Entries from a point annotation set
--- Start ---

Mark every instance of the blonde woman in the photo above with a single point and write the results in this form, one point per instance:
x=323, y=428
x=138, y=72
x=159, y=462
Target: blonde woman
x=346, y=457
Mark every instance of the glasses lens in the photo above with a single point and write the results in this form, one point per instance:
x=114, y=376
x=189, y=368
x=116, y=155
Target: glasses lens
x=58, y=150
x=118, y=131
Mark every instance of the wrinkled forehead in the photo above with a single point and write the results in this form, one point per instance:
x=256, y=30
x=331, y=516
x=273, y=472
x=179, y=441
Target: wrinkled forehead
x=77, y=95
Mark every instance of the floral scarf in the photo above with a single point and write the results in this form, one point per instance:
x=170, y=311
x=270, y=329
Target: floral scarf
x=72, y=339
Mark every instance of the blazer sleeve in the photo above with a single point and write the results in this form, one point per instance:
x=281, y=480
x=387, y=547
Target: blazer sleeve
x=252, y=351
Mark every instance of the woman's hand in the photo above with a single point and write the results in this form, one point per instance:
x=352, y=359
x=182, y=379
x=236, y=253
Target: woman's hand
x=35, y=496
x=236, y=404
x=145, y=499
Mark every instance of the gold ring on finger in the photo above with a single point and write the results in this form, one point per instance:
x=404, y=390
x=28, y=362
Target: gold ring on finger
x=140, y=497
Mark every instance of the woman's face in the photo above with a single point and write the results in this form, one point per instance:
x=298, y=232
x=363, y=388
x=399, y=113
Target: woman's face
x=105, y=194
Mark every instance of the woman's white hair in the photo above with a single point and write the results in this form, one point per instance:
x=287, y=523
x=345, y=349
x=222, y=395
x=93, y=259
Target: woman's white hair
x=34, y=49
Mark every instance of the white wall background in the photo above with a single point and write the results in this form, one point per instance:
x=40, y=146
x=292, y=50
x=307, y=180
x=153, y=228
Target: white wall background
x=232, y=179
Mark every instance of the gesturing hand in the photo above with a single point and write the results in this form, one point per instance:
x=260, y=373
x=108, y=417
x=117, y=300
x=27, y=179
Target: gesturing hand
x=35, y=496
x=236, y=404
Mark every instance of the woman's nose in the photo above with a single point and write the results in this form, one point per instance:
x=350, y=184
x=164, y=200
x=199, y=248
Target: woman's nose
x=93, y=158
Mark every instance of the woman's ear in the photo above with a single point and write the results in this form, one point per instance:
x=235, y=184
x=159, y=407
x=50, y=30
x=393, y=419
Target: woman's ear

--- End ---

■ Aim:
Output all of the data again. Match it exactly.

■ Completed exercise:
Mark every instance of the blonde woman in the photo above with a single point and write the results in this form, one point per instance:
x=323, y=428
x=138, y=72
x=159, y=462
Target: blonde woman
x=346, y=457
Mark every instance of the glasses lens in the photo above with a single point and write the results in this form, one point per instance:
x=114, y=376
x=189, y=368
x=116, y=155
Target: glasses lens
x=58, y=150
x=118, y=131
Mark every instance of the wrinkled forehead in the photo above with a single point and write the results in this form, one point per instance:
x=256, y=30
x=331, y=516
x=273, y=472
x=179, y=441
Target: wrinkled forehead
x=77, y=95
Mark every instance of the floral scarf in the photo above with a single point and write the results in this form, one point per instance:
x=170, y=311
x=270, y=329
Target: floral scarf
x=72, y=339
Mark every instance of the blazer sleeve in the photo above with a single point and write the results in this form, one point per instance:
x=281, y=480
x=387, y=547
Target: blazer sleeve
x=252, y=351
Mark every instance of the woman's hand in the photo above with a single point and write the results in this form, one point per instance:
x=352, y=359
x=182, y=379
x=236, y=253
Target: woman's hand
x=35, y=496
x=236, y=404
x=145, y=499
Mark every instance of the gold ring on finger in the photo above with a single point and write the results in this form, one point per instance:
x=404, y=390
x=28, y=362
Target: gold ring on finger
x=140, y=497
Mark every instance of the woman's face in the photo above with a single point and write the results in this form, one point per instance:
x=298, y=232
x=363, y=388
x=399, y=113
Target: woman's face
x=105, y=194
Mark every instance of the woman's white hair in the photo above with a single point and write the results in this form, one point per instance:
x=287, y=523
x=345, y=349
x=222, y=395
x=93, y=259
Target: woman's white hair
x=34, y=49
Mark every instance of the white wall background in the photo above with a single point and write the results in this form, one point per instance:
x=40, y=146
x=292, y=50
x=307, y=180
x=153, y=228
Target: white wall background
x=232, y=179
Mark every instance of the gesturing hand in the photo above with a single point and write the results in this form, one point per instance:
x=260, y=373
x=108, y=417
x=117, y=300
x=27, y=179
Target: gesturing hand
x=35, y=496
x=236, y=404
Mark every instance of the woman's nose in the photo above with a single point and write the results in this form, one point per instance:
x=350, y=184
x=164, y=200
x=199, y=248
Target: woman's nose
x=93, y=158
Mark every instance of the woman's ear in the photo above with a single point and write the results in this form, one point per instance:
x=235, y=184
x=159, y=407
x=50, y=30
x=393, y=419
Target: woman's ear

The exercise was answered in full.